Requirement: Copy the listing below word for word, leaving out the pictures.
··· Data supplied
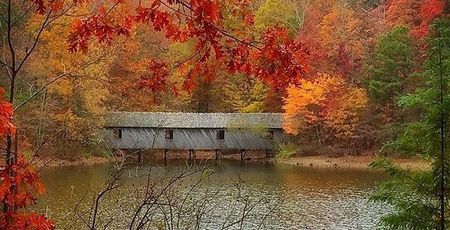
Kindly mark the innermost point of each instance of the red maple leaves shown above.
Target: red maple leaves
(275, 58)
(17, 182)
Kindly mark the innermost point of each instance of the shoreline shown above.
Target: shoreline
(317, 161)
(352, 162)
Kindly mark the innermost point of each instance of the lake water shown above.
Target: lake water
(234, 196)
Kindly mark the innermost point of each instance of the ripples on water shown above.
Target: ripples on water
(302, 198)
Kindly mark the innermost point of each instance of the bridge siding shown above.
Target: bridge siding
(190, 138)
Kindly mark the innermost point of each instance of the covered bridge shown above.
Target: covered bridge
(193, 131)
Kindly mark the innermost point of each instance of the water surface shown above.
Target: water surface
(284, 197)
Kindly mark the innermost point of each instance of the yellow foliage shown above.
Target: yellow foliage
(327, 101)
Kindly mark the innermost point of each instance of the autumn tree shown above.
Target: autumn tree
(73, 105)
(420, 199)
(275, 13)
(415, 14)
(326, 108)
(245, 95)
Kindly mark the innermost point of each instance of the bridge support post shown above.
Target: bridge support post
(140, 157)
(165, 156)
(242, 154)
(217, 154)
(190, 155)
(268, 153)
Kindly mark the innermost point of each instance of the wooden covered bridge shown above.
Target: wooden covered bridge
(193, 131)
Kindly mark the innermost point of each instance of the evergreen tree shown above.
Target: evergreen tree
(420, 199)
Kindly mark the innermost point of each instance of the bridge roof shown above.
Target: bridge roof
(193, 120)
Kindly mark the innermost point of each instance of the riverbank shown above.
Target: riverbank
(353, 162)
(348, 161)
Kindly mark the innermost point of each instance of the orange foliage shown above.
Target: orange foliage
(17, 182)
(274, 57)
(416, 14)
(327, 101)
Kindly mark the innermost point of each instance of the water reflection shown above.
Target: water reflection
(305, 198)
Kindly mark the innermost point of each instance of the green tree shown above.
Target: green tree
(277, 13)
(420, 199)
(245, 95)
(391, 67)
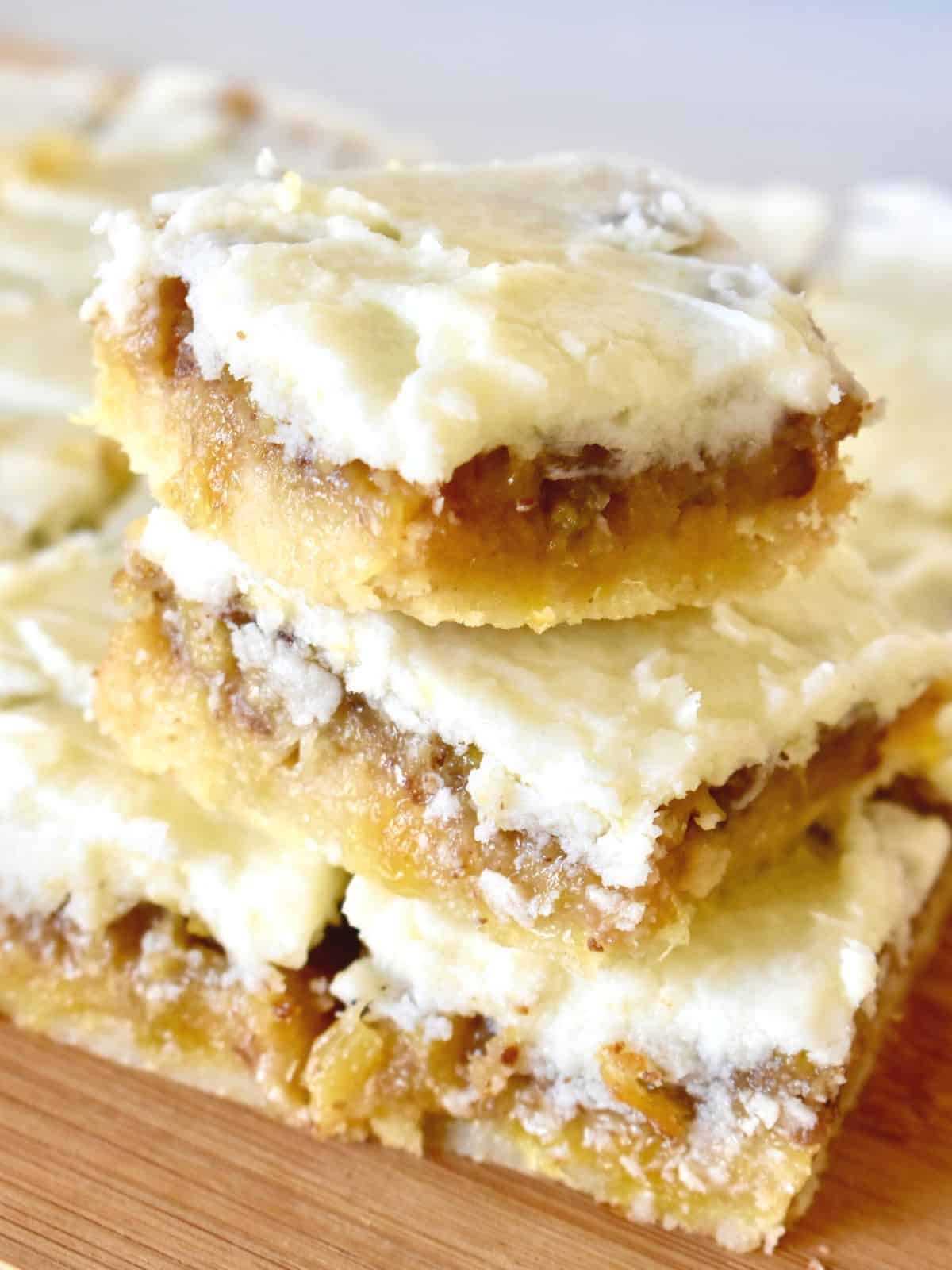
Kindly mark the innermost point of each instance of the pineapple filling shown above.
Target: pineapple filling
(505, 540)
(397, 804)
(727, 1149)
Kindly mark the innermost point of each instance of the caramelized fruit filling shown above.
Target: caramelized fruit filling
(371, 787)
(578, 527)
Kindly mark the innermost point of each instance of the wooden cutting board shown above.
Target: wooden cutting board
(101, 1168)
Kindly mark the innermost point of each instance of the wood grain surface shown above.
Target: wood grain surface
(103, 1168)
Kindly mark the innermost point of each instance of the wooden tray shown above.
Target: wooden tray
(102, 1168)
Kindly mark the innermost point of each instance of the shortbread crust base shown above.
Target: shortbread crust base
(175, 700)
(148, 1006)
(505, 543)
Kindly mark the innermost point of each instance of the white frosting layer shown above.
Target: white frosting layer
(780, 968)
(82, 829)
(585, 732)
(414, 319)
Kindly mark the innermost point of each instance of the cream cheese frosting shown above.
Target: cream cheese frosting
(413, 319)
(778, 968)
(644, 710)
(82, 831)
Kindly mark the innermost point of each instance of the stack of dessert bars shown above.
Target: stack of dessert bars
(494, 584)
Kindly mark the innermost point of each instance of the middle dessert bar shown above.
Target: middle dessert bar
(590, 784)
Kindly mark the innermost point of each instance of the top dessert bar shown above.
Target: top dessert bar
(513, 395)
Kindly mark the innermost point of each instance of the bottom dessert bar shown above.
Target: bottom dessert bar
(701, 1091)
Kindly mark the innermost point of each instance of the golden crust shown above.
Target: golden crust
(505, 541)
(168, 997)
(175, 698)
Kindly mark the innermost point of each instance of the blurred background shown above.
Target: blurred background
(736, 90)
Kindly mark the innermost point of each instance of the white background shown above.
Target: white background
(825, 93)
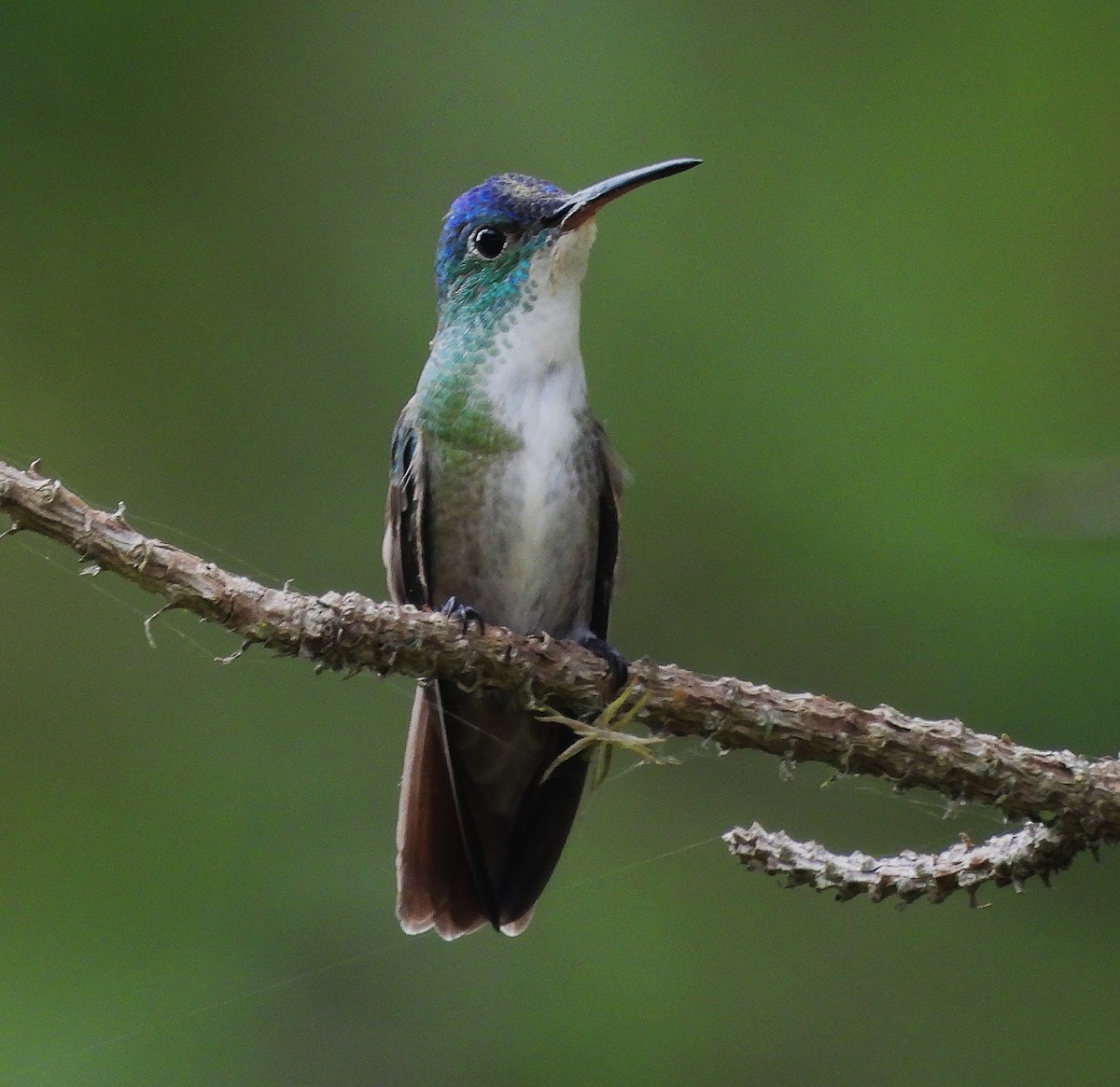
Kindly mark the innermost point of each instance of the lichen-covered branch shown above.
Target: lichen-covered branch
······
Task output:
Kindly mark the innermost point of each instance of the red maple leaves shown above.
Target: red maple leaves
(275, 58)
(17, 182)
Kindly mark the innermost point of each instance of the shoreline shown above.
Target: shoreline
(317, 161)
(352, 162)
Kindly mark the innermost point of each instance of the lake water shown above.
Target: lake water
(234, 196)
Kindly mark the innermost point of each instance of the ripples on water shown above.
Target: ripples on water
(302, 198)
Kindly mark the innermost point of each instance of the bridge siding shown above.
Target: bridge siding
(190, 138)
Kindly mark the innermost point of each instance of the covered bridge shown above.
Target: covered bridge
(193, 131)
Kindly mark the innermost point of each instance of the water surface shown above.
Target: water surface
(284, 197)
Kindly mark the innermost point of each instance of the yellow foliage shown above.
Target: yellow foliage
(327, 101)
Kindly mark the innermost point of each instance of the autumn tree shown above.
Target: autumn tree
(73, 105)
(420, 199)
(275, 13)
(415, 14)
(326, 108)
(245, 95)
Kindly mark the innermost point of each instance of the bridge support post shown above.
Target: bridge support post
(140, 157)
(165, 156)
(242, 154)
(217, 154)
(190, 155)
(268, 153)
Kindly mark the innermost point of each instance of the wooden covered bridge shown above.
Target: wooden covered bridge
(193, 131)
Kindly mark the innermost point of each instance of the evergreen tree shown above.
Target: evergreen tree
(420, 199)
Kindly mark the innermost point of each instance of the bridge roof shown above.
Target: bridge roof
(193, 120)
Kindly mark the innermost point of each instance of the riverbank shown above.
Target: riverbank
(353, 162)
(348, 161)
Kindly mark the innermost point of each instance of the orange foliage shown above.
Target: orange foliage
(17, 182)
(274, 57)
(416, 14)
(327, 101)
Kindly mark the innermost point of each instance of the water reflection shown above.
Target: water reflection
(305, 198)
Kindly mark the innermost point of each instance of the green tree shown above.
Target: green tree
(277, 13)
(420, 199)
(245, 95)
(391, 67)
Kindly mark the innermost point of each instance of the pineapple filling shown above.
Target: pineapple filling
(505, 540)
(397, 804)
(727, 1149)
Kindly mark the innermost point of each instance of the caramelized fruit filling shown above.
Target: caramelized fruit filling
(371, 787)
(578, 527)
Kindly mark the innermost point of each instance of the wooden cutting board shown above.
Target: wooden cutting board
(101, 1168)
Kindly mark the innermost point of each instance of the wood grain surface shown above.
Target: wood grain surface
(103, 1168)
Kindly mark the innermost point of each instance of the wooden tray shown above.
Target: wooden tray
(102, 1168)
Kindly mark the innermost point of each instance of the shortbread crust base shown above.
Target: shortbread crust base
(175, 700)
(148, 1006)
(505, 543)
Kindly mark the innermost point of each instance of the white frosting layer shown above.
Target: white frosting layer
(780, 968)
(82, 829)
(585, 732)
(414, 319)
Kindly mark the innermost point of each instance of the cream cheese frosting shown above.
Target: cream cheese frosting
(413, 319)
(778, 968)
(644, 710)
(82, 831)
Kindly mark the innermost point of each instance of the stack of dessert bars shown above.
Target: stack of dessert bars
(494, 584)
Kindly mark the innermost point of each instance of the middle dessert bar shown above.
Target: middle dessert bar
(590, 784)
Kindly mark the innermost point of each instance of the top dessert bar shown above.
Target: top dessert bar
(513, 395)
Kindly mark the innermost point of each instance of the bottom dessert bar shown above.
Target: bottom dessert bar
(701, 1091)
Kindly mark the innermost point of each instance of the golden crust shown above.
Target: golden crust
(505, 541)
(168, 997)
(175, 698)
Kindly mark the innermost point of each instance of the blurred background shown above.
Target: blurred background
(736, 90)
Kindly mark the innermost point of each instance of the white background shown above.
Target: white background
(825, 93)
Kindly mark the innermost point of each instance of the lichen-covered branch shown above.
Target: lichen-covered branch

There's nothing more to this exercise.